» Your task: Reproduce the Sparkie memorial thread word for word from "You were a little" to "suffer no more..".

## begin Passage shown

# R.I.P Sparkie



## momentofmadness (Jul 19, 2008)

Rest In Peace my little Sparkie man..

You were always there to clean the others check their hair and make sure they were all ok.. That was your little job within the group..
You were a little cuddle bug who loved to sit in my hoodie or on my shoulder.. 
It is with great sadness I have had to let you go today to make sure you suffer no more..



















Sparkie as a baby...









Sparkie nearest Jason with his back to us..










I miss you boys... xxx


----------



## simplysardonic (Sep 1, 2009)

Oh no, I'm so sorry:crying:
Run free Sparkie xx


----------



## Kitty_pig (Apr 9, 2011)

RIP lil man have fun at the bridge and watch over your loving owner until you meet again xxxx


----------



## lymorelynn (Oct 4, 2008)

So sorry MoM  RIP Sparkie, hope your playing with Jason again over the Rainbow Bridge


----------



## momentofmadness (Jul 19, 2008)

Ive liked your posts in appreciation of you taking the time to wish Sparkie well as he goes over to the bridge..xxx


----------



## Angie2011 (Feb 2, 2011)

So sorry hun! sweet dreams little treasure! x


----------



## kathyj (Aug 14, 2011)

RIP Sparkie.


----------

## end Passage shown
## begin Extracted records

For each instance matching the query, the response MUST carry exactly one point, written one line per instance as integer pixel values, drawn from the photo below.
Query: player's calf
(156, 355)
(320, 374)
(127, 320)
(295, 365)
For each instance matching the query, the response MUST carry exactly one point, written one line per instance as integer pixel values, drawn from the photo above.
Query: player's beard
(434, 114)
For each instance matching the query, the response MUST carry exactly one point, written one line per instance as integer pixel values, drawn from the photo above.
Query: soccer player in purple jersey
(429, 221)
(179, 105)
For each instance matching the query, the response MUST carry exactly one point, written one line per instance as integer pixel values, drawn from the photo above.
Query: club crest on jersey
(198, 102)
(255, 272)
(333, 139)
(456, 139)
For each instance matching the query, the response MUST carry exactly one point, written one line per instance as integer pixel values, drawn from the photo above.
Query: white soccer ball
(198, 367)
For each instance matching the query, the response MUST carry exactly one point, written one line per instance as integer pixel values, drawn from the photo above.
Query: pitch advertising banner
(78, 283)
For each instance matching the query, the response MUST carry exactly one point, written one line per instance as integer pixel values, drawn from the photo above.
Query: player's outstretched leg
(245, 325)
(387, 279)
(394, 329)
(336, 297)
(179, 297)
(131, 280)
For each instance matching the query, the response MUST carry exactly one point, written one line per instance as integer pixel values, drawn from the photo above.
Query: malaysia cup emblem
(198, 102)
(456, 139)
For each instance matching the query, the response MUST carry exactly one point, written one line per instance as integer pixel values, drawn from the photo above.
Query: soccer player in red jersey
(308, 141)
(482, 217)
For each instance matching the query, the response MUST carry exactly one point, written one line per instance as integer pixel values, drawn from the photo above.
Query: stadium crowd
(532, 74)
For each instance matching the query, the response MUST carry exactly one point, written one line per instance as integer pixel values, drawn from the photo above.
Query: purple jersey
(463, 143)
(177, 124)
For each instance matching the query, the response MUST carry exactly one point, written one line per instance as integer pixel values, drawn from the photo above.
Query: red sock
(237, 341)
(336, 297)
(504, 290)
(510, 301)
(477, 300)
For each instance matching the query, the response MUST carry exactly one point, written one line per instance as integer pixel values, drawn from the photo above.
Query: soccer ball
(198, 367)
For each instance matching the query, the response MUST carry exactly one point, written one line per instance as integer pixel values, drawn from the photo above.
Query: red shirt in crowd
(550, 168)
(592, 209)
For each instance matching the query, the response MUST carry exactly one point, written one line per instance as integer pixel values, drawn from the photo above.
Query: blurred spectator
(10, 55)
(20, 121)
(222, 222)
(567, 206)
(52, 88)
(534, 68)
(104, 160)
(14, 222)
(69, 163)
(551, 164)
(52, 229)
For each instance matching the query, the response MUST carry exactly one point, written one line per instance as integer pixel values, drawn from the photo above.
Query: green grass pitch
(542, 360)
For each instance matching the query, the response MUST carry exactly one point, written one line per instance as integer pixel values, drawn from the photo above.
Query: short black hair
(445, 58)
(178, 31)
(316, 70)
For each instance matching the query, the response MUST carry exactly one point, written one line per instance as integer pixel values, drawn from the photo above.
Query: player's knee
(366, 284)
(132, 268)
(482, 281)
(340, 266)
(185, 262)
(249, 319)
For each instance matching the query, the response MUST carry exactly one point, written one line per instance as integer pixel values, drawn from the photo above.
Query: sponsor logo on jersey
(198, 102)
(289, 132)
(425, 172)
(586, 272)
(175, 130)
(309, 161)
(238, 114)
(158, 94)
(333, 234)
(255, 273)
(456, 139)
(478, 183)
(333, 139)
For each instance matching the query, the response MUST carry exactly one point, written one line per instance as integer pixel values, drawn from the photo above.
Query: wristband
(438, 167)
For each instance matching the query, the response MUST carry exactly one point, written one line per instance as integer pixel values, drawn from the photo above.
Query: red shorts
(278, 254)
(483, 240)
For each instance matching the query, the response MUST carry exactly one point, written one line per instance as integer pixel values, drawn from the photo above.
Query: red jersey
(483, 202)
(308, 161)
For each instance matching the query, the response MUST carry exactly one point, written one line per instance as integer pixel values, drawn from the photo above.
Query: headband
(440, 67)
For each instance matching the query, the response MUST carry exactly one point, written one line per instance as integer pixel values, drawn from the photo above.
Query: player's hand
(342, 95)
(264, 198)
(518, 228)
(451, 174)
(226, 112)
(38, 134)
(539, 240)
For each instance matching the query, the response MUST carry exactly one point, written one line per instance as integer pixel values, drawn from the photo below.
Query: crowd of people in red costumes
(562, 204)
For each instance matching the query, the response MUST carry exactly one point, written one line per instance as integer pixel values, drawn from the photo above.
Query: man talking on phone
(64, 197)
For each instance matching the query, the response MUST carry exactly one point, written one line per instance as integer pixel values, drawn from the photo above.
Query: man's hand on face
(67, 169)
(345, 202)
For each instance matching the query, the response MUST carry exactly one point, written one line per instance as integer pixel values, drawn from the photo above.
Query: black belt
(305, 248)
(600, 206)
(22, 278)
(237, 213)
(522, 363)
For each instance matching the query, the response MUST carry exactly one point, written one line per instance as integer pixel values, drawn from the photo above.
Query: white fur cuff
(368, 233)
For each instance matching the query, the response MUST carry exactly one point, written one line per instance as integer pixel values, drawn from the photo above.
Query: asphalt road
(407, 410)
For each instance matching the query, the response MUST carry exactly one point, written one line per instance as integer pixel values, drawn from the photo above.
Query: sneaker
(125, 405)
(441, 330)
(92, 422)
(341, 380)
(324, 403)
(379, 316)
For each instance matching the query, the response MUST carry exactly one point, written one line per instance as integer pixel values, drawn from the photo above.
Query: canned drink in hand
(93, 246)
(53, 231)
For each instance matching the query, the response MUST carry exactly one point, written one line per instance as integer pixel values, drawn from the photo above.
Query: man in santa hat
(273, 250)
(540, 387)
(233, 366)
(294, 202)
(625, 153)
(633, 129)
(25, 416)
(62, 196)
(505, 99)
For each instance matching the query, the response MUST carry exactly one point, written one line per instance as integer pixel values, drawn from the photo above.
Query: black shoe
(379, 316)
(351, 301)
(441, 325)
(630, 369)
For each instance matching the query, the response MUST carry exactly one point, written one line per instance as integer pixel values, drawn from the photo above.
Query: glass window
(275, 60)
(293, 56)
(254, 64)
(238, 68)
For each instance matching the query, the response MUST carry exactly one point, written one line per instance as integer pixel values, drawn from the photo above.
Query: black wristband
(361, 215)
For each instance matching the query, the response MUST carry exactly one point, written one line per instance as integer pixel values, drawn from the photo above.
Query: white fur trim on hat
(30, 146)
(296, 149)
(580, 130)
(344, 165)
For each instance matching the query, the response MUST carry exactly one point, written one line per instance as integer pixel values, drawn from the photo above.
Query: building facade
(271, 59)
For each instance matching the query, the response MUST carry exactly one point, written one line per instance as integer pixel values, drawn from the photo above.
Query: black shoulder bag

## end Extracted records

» Response:
You were a little cuddle bug who loved to sit in my hoodie or on my shoulder.. 
It is with great sadness I have had to let you go today to make sure you suffer no more..